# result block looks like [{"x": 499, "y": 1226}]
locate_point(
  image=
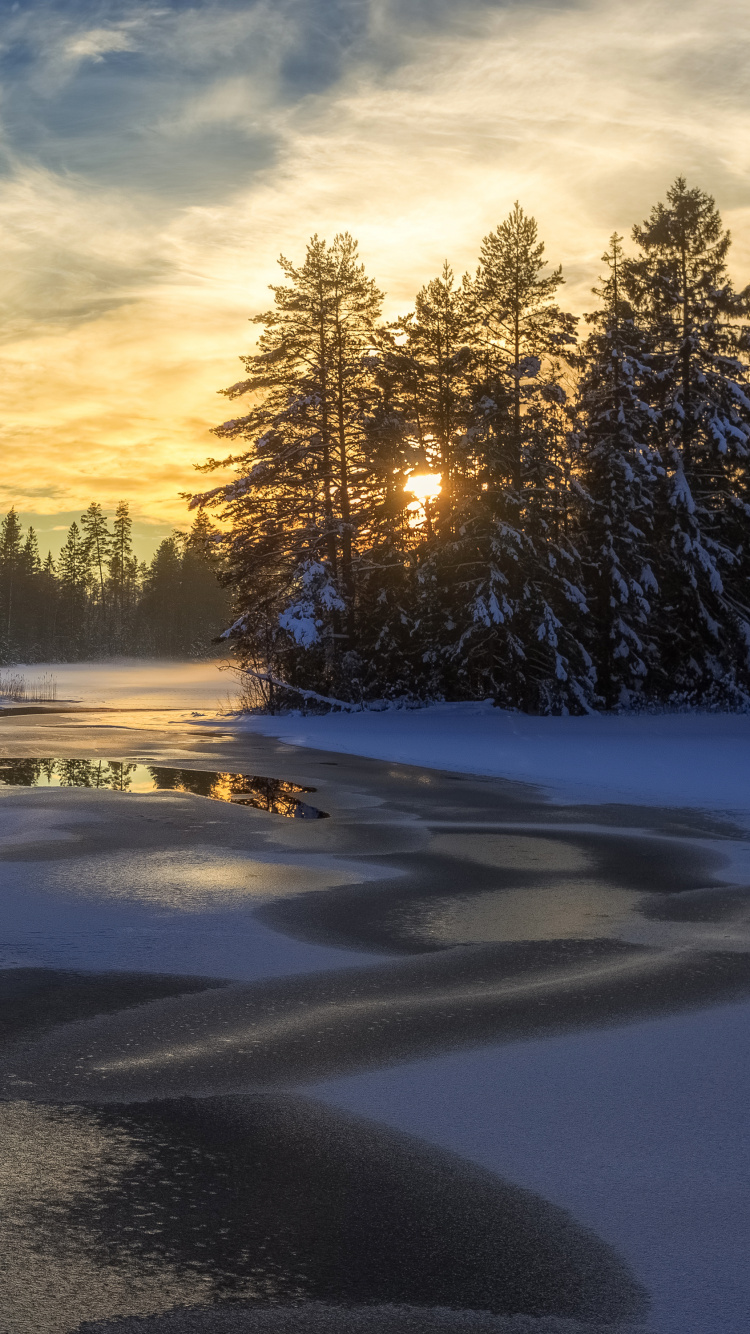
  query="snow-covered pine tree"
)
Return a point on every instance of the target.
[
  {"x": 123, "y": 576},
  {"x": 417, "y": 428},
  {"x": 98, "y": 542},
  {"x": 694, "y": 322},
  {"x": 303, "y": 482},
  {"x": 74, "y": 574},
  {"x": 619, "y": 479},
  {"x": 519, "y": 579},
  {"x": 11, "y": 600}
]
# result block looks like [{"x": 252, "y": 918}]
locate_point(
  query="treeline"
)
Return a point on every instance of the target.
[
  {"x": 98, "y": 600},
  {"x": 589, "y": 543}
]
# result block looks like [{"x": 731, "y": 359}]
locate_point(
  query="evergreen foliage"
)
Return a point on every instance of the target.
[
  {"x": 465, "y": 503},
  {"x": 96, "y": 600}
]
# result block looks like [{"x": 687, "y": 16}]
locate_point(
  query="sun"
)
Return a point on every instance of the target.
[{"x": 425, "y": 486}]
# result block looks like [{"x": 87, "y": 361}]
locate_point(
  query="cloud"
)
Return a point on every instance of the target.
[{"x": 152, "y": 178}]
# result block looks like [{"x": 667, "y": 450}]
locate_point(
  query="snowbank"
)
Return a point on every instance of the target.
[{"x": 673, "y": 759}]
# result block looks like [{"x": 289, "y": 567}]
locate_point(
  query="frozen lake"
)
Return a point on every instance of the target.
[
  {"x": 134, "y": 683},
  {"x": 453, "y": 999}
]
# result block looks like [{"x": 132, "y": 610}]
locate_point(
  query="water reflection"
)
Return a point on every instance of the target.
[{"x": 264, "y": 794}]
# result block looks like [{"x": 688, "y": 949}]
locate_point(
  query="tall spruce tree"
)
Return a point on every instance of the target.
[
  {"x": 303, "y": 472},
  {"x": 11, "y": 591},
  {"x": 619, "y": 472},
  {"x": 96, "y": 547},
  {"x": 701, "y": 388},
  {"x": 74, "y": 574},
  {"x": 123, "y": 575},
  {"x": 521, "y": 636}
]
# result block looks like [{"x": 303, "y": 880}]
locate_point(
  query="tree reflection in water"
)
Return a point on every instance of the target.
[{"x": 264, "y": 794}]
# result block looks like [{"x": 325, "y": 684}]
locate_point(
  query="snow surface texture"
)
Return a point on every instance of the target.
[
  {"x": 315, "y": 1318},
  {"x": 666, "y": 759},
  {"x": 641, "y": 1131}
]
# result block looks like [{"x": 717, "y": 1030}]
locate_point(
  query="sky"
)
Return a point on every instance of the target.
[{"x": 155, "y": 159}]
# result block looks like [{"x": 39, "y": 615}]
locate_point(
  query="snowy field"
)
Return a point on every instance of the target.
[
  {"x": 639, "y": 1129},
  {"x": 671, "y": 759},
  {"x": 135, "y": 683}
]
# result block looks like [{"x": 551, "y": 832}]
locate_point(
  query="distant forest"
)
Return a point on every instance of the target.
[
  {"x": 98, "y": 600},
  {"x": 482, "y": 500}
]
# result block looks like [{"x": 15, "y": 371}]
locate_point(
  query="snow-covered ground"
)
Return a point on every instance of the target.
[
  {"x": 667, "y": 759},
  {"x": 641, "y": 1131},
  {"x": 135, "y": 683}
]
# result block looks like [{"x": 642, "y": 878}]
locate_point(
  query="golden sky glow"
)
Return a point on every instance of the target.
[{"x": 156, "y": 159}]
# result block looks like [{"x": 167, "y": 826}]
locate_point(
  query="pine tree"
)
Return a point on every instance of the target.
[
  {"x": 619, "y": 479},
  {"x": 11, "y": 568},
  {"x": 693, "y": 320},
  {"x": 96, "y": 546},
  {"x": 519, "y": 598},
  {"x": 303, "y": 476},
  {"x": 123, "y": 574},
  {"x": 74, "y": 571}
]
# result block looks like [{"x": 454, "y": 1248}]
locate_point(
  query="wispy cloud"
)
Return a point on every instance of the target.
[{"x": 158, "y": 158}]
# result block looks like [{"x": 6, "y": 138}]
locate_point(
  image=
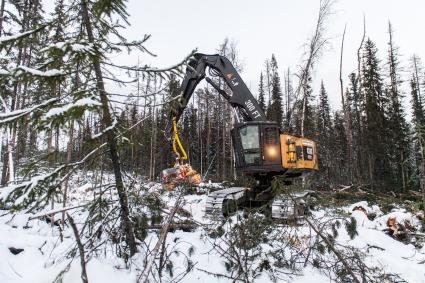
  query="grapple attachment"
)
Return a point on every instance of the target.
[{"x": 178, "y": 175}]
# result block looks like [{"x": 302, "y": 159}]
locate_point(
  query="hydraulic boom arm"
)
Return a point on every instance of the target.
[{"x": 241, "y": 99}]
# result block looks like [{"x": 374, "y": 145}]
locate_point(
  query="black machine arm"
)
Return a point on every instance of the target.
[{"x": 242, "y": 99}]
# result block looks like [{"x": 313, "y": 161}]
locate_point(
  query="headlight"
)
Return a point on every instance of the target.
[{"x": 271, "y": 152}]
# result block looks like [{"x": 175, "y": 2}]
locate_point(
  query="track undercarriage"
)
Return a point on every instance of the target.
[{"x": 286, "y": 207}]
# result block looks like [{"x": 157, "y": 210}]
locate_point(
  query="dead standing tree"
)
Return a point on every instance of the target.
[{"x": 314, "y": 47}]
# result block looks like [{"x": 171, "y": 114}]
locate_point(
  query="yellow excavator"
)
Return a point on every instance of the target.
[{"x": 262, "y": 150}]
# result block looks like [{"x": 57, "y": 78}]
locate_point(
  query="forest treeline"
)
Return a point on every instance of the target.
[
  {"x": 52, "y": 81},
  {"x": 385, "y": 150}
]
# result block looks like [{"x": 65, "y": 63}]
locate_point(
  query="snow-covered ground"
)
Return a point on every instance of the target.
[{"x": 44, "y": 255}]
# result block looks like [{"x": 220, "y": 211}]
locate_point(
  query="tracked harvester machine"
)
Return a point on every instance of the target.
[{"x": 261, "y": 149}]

━━━━━━

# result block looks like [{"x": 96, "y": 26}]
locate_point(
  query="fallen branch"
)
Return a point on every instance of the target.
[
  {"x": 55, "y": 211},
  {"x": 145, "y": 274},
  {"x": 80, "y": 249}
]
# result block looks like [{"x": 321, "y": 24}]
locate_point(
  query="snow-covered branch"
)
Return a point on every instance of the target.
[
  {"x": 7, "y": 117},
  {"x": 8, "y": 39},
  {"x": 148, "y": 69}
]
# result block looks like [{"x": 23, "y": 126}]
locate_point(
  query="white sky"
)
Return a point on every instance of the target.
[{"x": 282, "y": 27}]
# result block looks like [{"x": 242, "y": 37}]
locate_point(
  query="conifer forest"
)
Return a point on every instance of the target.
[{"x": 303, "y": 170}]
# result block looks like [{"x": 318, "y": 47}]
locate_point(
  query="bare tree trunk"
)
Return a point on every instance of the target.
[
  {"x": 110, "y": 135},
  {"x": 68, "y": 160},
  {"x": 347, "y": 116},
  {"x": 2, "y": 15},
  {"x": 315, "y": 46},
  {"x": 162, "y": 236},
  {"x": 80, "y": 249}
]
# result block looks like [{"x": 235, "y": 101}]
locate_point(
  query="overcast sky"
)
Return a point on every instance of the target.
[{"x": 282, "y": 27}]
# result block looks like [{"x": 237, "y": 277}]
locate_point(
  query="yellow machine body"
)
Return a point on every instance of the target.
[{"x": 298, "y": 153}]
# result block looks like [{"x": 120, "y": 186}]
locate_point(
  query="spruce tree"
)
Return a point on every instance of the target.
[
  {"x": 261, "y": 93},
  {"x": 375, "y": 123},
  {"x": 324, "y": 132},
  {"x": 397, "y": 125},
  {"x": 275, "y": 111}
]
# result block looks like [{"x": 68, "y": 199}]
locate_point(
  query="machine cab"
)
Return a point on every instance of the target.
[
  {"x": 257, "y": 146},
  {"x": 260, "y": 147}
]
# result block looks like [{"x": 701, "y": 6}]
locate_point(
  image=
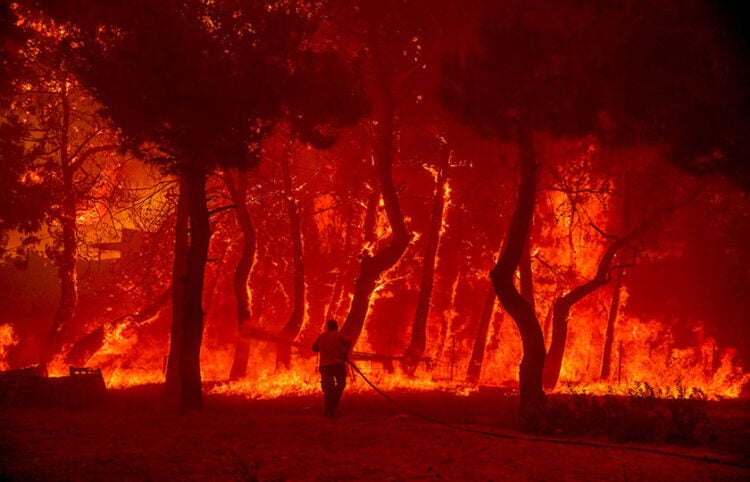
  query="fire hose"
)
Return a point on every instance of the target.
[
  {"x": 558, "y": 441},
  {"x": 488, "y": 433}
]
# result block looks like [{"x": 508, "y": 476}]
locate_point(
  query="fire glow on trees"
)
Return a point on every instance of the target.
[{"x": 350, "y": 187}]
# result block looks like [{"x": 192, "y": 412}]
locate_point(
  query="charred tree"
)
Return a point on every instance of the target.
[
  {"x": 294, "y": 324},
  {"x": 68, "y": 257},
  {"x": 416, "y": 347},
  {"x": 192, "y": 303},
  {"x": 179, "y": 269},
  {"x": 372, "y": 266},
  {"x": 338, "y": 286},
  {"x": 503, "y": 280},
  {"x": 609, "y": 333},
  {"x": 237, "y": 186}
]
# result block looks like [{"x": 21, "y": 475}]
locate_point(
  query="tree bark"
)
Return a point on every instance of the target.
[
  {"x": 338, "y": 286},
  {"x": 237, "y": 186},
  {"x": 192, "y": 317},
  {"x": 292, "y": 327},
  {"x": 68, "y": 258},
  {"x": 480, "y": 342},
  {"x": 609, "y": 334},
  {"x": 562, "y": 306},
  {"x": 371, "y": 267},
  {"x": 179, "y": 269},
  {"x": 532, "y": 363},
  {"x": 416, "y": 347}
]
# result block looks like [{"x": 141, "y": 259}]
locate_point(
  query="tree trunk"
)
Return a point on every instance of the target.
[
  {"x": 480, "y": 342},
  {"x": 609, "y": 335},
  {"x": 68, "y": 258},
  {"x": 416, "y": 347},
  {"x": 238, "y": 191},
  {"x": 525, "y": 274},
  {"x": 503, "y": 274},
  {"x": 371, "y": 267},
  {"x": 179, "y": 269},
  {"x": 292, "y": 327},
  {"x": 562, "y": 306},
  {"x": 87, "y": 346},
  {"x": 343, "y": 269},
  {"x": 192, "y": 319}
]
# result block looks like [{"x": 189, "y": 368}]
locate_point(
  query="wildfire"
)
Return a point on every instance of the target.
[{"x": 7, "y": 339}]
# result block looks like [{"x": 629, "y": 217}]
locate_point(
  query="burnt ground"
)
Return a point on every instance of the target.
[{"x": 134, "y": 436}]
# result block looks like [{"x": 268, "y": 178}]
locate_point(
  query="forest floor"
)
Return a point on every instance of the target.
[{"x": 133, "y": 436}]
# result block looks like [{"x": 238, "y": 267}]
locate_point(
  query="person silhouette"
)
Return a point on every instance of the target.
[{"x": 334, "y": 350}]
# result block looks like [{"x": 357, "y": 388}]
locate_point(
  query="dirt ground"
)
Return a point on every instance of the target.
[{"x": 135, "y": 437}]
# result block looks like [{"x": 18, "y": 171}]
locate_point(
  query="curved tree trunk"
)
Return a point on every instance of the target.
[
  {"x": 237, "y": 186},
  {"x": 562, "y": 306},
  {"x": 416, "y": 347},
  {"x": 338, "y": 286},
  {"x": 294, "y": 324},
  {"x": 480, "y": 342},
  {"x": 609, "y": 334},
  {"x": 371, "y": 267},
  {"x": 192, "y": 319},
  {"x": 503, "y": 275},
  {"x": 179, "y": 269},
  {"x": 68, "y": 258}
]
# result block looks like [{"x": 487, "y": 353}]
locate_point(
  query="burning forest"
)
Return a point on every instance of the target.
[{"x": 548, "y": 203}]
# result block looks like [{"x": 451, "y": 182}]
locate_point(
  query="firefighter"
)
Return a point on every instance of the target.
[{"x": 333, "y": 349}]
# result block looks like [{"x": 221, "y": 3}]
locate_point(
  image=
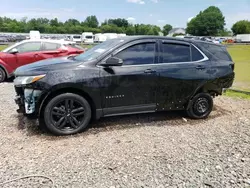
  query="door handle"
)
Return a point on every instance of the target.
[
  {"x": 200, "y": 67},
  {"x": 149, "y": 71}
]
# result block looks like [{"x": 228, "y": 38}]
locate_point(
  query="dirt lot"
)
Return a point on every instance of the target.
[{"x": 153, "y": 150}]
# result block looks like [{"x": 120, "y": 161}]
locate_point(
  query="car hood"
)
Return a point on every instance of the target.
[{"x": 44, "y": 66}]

━━━━━━

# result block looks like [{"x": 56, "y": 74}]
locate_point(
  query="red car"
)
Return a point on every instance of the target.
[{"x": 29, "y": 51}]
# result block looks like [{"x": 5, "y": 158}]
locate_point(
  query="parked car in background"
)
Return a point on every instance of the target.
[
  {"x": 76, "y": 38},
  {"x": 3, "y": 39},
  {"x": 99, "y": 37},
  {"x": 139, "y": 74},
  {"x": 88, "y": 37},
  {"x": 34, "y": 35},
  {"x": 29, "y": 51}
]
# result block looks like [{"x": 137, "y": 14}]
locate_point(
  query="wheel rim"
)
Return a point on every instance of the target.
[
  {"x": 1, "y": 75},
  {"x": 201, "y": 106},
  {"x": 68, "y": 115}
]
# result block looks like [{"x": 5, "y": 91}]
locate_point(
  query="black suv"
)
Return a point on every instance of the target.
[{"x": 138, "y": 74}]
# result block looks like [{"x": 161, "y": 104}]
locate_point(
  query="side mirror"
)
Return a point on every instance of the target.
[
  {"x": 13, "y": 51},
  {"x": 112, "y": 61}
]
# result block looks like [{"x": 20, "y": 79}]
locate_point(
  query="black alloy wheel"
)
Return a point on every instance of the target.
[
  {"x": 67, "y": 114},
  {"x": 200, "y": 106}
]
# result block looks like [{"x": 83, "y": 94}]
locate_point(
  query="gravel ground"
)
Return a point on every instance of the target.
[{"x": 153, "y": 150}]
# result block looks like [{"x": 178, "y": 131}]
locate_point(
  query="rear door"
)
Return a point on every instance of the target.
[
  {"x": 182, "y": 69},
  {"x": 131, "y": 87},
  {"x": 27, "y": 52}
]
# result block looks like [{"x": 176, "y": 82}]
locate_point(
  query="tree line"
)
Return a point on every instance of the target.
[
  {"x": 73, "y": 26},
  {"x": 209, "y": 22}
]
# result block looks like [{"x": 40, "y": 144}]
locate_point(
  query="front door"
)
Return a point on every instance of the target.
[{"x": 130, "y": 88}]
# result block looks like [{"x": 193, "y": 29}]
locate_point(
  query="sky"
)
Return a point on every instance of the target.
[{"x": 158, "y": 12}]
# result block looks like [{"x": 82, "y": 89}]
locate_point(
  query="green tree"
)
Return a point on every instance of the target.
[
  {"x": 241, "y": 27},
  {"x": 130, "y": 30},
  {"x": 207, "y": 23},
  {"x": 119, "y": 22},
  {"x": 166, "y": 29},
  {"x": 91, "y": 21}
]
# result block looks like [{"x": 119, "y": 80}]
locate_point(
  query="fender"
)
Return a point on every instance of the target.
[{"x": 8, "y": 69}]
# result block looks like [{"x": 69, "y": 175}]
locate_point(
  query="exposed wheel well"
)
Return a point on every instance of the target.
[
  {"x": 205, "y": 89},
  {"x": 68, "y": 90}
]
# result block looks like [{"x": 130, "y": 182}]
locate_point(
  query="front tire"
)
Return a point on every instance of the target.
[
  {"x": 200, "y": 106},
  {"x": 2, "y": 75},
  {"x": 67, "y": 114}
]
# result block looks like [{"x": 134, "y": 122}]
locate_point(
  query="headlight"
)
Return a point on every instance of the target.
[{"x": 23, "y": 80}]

━━━━━━

All lines of the listing that contain the word "door" should be copied out.

  query="door handle"
  query="rear door"
  query="front door"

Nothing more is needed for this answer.